Write the data below out again, with each line matching the original.

Start of SOURCE RECORDS

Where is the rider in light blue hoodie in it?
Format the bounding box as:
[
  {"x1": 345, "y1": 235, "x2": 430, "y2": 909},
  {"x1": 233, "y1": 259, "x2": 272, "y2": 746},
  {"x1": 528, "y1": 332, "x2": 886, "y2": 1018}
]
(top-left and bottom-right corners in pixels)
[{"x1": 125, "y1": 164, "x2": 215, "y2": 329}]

End of SOURCE RECORDS

YOUR SOLUTION
Where is the rider in light blue hoodie in it?
Format the bounding box as:
[
  {"x1": 345, "y1": 235, "x2": 430, "y2": 909},
  {"x1": 233, "y1": 259, "x2": 272, "y2": 746},
  {"x1": 528, "y1": 332, "x2": 886, "y2": 1018}
]
(top-left and bottom-right corners in pixels)
[{"x1": 125, "y1": 164, "x2": 215, "y2": 329}]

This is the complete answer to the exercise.